Tasks and exercises
**a)** In the molecular dynamics walkthrough below, list the steps of a molecular dynamics run, in the order the walkthrough gives them.
**b)** Transcribe the stretch of the molecular dynamics walkthrough below from "After heating, we" through "simulations. Take that!!".
**c)** Answer these from the molecular dynamics walkthrough below:
(i) At what temperature is the minimization step carried out?
(ii) What name is given to heating the system beyond the specified temperature and then cooling it back, in a cycle?
(iii) What is the name of the folder where the psf and pdb files are kept together?

Any molecular dynamics run consists of four important steps.
When we packed the system using Packmol, we specified a tolerance and based on that the system was created. But we need our system to be stable
or to be at minimum energy. This is carried out in the minimization step using some of the well known algorithms like the conjugate gradient method
or the steepest descent method. This step is carried out at 0K (this means that we won't be required to handle the 3N velocity information).
But our simulations aren't carried out at 0K, as such our next logical step is to heat it to the system specified temperature (some people heat it even further
and then cool it back, in a cycle, this is called annealing, I'll cover that later). This logical step is named "Heating".
After heating, we have our system at the native step,
up till now no molecular dynamics run has been performed, meaning we haven't utilized the information in the parm file. The actual molecular dynamics
starts here. However, we cannot expect to get useful information the moment simulation starts, instead we allow the engine to heat up a beat before we calculate the milage
(God bless the analogy!). This step is named "Equilibration". Finally, equilibration step is followed bt the Production run. These are the "Molecular Dynamics run". The values obtained here are used to
obtain useful information about the system and to analyze the results obtained from our calculations. If you think it is a rather illogical thing to carry out calculations in computer
which are so different from the real world, well, the Noble Prize in 2013 went for MD simulations. Take that!!
Here is a sample configuration file for Minimization run, copied in part from NAMD manual, and in part from Green solvent lab member's cf. Create a new folder and save this file. Look how I have kept all the psf, pdb files together in a different foler named "common". Running the script won't be an issue, what is important is to understand the script. I have tried to explain a few commands in the comments in the file itself, however, this is temporary and you need to have a profound understanding of the text. Have a look here. Go through each of the step diligently and arduously taking pain to understand what each line stands for.

Data section
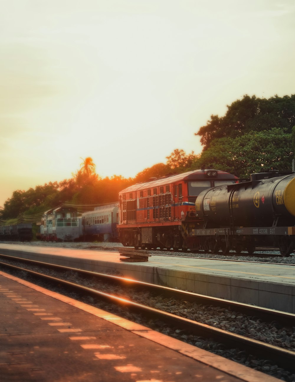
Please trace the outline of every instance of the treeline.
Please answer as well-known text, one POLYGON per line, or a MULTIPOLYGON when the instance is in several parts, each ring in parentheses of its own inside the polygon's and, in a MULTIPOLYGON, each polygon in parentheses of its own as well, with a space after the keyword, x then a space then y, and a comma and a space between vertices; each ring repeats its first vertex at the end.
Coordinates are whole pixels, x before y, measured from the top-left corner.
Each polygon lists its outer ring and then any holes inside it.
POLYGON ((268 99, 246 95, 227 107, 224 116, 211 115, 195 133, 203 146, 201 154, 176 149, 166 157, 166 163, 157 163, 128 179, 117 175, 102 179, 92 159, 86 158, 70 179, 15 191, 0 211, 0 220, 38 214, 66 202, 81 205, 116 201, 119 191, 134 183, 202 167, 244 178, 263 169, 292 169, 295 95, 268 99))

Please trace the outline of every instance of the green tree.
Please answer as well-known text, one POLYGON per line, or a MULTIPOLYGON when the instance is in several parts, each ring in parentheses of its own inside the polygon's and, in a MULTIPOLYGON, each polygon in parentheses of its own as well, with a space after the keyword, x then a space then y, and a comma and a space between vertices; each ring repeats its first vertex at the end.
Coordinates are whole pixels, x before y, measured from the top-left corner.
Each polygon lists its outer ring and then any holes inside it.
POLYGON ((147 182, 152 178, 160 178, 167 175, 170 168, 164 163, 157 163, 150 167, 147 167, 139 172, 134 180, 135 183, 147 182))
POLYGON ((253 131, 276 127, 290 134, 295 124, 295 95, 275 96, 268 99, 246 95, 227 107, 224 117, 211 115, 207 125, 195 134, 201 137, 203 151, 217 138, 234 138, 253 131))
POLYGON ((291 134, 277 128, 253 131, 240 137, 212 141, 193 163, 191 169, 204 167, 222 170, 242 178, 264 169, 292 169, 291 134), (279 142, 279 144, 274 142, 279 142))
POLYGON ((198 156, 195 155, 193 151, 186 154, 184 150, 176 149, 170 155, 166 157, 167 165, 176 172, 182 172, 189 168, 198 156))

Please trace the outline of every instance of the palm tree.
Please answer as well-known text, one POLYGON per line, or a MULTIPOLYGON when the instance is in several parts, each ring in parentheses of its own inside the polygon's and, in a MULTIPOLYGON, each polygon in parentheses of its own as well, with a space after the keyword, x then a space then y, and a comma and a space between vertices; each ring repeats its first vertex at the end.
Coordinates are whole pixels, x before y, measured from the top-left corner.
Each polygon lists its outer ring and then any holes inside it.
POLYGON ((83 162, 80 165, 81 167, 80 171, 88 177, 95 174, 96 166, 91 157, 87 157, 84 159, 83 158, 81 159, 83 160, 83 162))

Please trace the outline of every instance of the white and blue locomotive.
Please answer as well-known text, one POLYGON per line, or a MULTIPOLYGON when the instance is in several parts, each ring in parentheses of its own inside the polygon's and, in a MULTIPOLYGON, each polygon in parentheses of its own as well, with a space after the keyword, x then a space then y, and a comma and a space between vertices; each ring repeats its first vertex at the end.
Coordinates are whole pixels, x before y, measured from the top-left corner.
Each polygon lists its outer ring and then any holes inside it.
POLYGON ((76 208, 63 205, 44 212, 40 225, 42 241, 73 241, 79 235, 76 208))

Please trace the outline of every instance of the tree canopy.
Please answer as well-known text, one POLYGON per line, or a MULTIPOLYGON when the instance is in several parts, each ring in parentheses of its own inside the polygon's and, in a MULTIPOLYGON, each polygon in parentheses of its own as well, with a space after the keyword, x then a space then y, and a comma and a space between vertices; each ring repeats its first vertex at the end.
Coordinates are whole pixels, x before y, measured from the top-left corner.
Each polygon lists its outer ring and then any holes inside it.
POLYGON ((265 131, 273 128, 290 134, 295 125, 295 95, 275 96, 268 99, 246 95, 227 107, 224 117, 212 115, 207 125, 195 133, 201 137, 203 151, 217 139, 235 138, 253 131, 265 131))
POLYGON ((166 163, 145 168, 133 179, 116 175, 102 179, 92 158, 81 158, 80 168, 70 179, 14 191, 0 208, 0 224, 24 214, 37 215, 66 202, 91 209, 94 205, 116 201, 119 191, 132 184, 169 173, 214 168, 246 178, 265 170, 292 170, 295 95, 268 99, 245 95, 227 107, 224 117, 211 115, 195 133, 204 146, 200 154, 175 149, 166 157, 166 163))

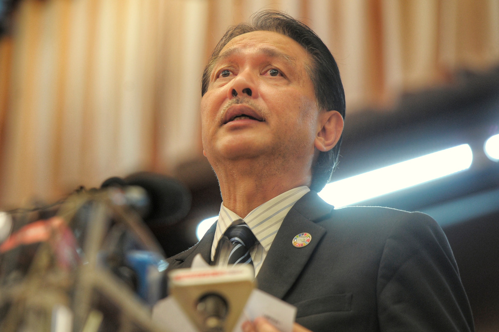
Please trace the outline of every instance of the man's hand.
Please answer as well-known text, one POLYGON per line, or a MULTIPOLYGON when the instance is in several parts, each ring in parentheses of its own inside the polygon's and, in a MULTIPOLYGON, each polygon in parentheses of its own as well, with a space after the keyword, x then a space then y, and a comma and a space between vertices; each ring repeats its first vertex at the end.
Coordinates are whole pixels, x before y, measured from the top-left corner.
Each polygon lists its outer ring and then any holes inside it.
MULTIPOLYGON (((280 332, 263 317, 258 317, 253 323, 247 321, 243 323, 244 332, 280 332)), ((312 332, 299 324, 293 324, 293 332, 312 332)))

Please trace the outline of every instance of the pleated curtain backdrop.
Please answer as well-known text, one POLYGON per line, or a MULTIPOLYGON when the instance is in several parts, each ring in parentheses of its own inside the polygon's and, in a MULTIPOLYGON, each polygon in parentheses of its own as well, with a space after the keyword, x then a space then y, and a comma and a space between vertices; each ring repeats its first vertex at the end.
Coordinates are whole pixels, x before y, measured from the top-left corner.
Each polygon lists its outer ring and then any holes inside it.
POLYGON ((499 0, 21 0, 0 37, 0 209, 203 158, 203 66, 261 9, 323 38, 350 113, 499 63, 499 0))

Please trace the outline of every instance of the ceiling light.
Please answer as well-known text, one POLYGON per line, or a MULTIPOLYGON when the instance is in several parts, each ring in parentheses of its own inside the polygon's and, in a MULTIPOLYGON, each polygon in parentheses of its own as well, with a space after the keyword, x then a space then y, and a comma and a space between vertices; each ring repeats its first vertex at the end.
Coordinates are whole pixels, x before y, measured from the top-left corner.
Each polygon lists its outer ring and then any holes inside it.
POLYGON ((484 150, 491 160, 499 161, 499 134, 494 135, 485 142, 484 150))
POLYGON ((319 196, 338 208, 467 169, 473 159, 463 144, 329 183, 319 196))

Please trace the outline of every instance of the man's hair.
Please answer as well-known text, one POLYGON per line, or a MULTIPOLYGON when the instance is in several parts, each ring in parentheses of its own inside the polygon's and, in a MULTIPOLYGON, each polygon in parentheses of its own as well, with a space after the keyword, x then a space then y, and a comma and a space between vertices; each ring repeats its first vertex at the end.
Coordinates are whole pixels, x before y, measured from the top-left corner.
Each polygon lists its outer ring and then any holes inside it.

Expected responses
**a)** Minimization, Heating, Equilibration, Production run

**b)**
After heating, we have our system at the native step,
up till now no molecular dynamics run has been performed, meaning we haven't utilized the information in the parm file. The actual molecular dynamics
starts here. However, we cannot expect to get useful information the moment simulation starts, instead we allow the engine to heat up a beat before we calculate the milage
(God bless the analogy!). This step is named "Equilibration". Finally, equilibration step is followed bt the Production run. These are the "Molecular Dynamics run". The values obtained here are used to
obtain useful information about the system and to analyze the results obtained from our calculations. If you think it is a rather illogical thing to carry out calculations in computer
which are so different from the real world, well, the Noble Prize in 2013 went for MD simulations. Take that!!

**c)**
(i) 0K
(ii) Annealing
(iii) "common"